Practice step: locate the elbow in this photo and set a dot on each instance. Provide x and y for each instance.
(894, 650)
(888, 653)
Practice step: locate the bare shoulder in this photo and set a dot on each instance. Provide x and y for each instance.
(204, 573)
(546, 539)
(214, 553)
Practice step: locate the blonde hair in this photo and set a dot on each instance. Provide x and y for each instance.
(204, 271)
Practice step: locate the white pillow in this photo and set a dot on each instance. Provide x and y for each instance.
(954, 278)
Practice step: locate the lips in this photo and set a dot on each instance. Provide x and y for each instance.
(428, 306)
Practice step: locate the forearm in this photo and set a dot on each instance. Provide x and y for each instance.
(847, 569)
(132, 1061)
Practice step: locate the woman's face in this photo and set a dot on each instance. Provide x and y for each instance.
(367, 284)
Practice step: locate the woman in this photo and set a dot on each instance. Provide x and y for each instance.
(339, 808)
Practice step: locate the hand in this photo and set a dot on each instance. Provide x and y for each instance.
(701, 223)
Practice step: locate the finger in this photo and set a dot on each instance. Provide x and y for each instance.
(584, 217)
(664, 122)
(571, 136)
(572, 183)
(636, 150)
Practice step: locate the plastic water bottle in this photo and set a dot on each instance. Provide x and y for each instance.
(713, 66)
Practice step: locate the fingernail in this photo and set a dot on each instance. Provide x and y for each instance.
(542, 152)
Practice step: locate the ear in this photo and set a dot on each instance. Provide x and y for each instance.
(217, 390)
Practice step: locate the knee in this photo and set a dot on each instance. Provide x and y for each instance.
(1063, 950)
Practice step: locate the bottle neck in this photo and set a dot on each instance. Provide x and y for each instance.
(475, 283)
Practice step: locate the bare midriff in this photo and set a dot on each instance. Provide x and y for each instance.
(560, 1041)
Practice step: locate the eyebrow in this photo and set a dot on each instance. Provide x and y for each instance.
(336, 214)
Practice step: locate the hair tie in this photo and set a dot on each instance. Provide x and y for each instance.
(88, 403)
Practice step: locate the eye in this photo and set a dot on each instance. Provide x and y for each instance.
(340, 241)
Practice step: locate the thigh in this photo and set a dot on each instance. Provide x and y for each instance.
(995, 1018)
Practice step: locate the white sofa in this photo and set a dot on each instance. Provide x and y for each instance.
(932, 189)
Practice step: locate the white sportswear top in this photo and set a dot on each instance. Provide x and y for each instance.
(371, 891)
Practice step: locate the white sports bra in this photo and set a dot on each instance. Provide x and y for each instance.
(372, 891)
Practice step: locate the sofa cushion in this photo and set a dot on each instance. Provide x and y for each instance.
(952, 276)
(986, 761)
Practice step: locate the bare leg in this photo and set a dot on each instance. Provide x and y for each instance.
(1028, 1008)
========================================
• _Task prompt_: Reproduce the rows above verbatim, beginning at the line that contains "Practice step: locate the lips" and ending after the line that contains "(1063, 950)".

• _Task output_:
Practice step: locate the lips in this photo and set a dot on each instance. Provide x and y for each instance.
(428, 306)
Practice step: locate the forearm in this photo and set a dot on each instance. Provide x and y for each instance.
(847, 569)
(132, 1061)
Practice step: locate the woman's face in this photo and set a dot on each instance. Provide x and y for each instance.
(367, 284)
Practice step: locate the woman in this photo and set a dot on each instance. Provide x and y for each instance.
(339, 808)
Practice step: locate the hand in this photo and set a dot on each instance. Provide x and y for each instance.
(701, 223)
Practice step: locate the finger in this photo and set a dot on each instance. Provide x and y for each instance.
(584, 217)
(664, 122)
(571, 136)
(572, 183)
(636, 150)
Practice step: locate the plastic water bottle in this photo and set a dot on each instance. Provide x and y for each instance.
(713, 66)
Practice step: locate the fingernail in this photo and set a dot on each instance. Provide x and y for each instance.
(542, 152)
Practice step: locate the ear in this photo and set a dot on each instance. Provide x and y for each instance.
(217, 390)
Practice step: locate the knee in this photo and set a dot on each instance. Provide x and y for each instance.
(1063, 950)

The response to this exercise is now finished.